**YOUR TASKS:**
1 > Copy word for word the stretch of the guidance on soil washing away near a foundation from "What to do if…" through "your insurer early).".
2 > Answer these questions from the guidance on soil washing away near a foundation or retaining wall:
(a) What kind of professional should give the urgent inspection?
(b) What should you do if a sprinkler or irrigation line might be involved?
(c) What number should you call if collapse could happen soon or someone could be hurt?
3 > Write the next part of the guidance on soil washing away near a foundation or retaining wall, starting after its last line.

**QUOTED PASSAGE:**
What to do if…
you notice soil washing away near a foundation or retaining wall and it seems to be accelerating
Short answer
Assume there’s a real collapse risk: keep everyone away from the area, reduce water driving the erosion, and get an urgent inspection by a licensed structural engineer (and involve your insurer early).
Do not do these things
- Don’t step near the edge of a new void/soft spot/sinkhole-like depression (the ground can cave in without warning).
- Don’t dig to “check how deep it goes” or remove more soil near the wall/foundation.
- Don’t backfill with soil, gravel, or concrete as a quick fix (it can add load, hide voids, and complicate proper repair).
- Don’t run hoses, pressure-wash, or otherwise add water to the area.
- Don’t park vehicles or store heavy items near the undermined zone or behind the retaining wall.
- Don’t start repair work that involves excavation until utilities are located and a professional has assessed the risk.
What to do now
- Set a hard boundary around the area. Keep people, pets, and vehicles away. If it’s near a walkway/driveway, block access and don’t drive over or next to it.
- Scan for immediate danger signs (from a distance): retaining wall leaning/bulging, fresh widening cracks, sudden drops/settlement, hollow-sounding slabs, or water actively carrying soil.
- If you think collapse could happen soon or someone could be hurt, call 911.
- Cut off the water feeding the washout (only if safe and obvious).
- If a downspout is dumping water there, redirect it (temporary extension to a safer discharge point).
- If a sprinkler/irrigation line might be involved, turn that zone off.

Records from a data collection
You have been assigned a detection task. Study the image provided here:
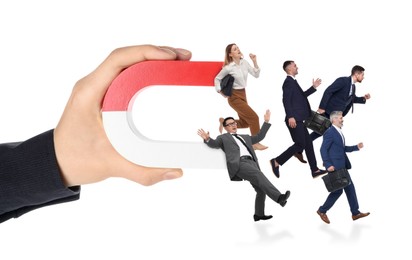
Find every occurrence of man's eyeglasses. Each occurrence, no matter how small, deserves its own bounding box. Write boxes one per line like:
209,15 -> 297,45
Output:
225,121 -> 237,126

--

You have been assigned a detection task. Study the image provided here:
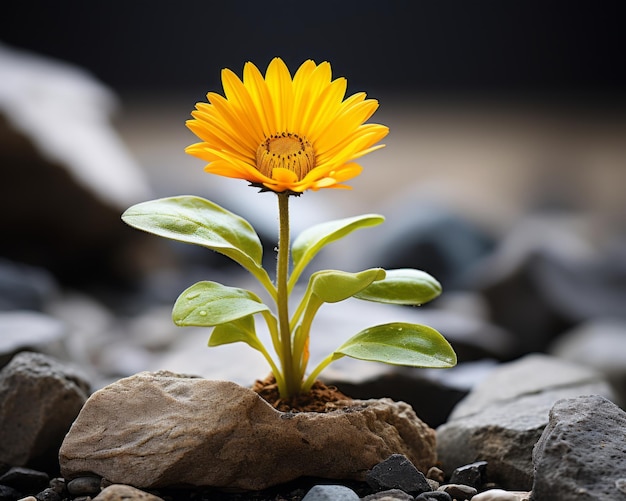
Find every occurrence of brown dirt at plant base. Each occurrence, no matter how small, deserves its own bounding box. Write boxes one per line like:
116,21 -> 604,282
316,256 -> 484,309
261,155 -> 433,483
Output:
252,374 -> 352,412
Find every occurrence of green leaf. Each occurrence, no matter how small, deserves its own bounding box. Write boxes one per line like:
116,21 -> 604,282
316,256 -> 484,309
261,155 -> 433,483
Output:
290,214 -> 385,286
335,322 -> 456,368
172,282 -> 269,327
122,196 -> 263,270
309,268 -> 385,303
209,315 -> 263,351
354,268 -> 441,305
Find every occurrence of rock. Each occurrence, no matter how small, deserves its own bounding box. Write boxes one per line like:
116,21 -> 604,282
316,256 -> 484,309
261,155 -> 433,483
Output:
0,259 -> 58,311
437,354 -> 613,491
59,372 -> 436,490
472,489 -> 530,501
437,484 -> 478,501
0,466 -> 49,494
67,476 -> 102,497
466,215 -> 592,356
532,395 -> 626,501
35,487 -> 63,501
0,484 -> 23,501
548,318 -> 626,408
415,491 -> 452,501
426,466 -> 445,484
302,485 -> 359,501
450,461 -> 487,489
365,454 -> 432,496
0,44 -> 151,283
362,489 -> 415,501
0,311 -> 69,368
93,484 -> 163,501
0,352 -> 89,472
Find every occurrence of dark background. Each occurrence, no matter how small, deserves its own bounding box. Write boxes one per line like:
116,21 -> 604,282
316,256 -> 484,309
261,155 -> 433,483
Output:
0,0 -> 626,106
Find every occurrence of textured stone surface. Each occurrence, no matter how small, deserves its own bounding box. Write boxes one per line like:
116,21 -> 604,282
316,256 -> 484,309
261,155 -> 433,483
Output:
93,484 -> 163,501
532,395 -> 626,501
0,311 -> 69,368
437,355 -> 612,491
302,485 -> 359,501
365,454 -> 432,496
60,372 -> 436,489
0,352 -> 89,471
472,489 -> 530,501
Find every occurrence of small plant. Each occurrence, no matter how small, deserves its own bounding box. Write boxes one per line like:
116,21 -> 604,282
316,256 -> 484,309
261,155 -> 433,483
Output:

---

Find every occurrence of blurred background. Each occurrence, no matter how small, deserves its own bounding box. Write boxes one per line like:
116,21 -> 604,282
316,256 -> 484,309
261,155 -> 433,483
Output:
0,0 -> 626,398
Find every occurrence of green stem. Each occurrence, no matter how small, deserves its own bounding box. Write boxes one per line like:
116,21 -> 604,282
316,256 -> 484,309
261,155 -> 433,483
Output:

**EXERCISE ANSWERS:**
1 >
What to do if…
you notice soil washing away near a foundation or retaining wall and it seems to be accelerating
Short answer
Assume there’s a real collapse risk: keep everyone away from the area, reduce water driving the erosion, and get an urgent inspection by a licensed structural engineer (and involve your insurer early).

2 >
(a) A licensed structural engineer
(b) Turn that zone off
(c) 911

3 >
- If you suspect a plumbing leak but aren’t sure, stop using water in that area and arrange urgent plumbing help.
- Capture evidence before it changes. Take photos/video from several angles with a size reference, and write a simple timeline (when noticed, how fast changing, rainfall/irrigation events).
- Get an urgent professional assessment.
- Call a licensed structural engineer (and/or geotechnical engineer) and describe it as “accelerating erosion undermining a foundation/retaining wall.”
- If the wall supports a slope or driveway, tell them what’s above/below it and whether it’s near a property line.
- Call your homeowners insurance promptly. Report it as potential structural/foundation/retaining wall instability and ask what documentation they want and whether they have preferred engineers/contractors.
- Protect yourself from utility strikes before any digging.
- Before any digging or contractor excavation, contact 811 (“Call Before You Dig”) so underground utilities can be located/marked.
- Notify local authorities if there’s public risk or shared structures.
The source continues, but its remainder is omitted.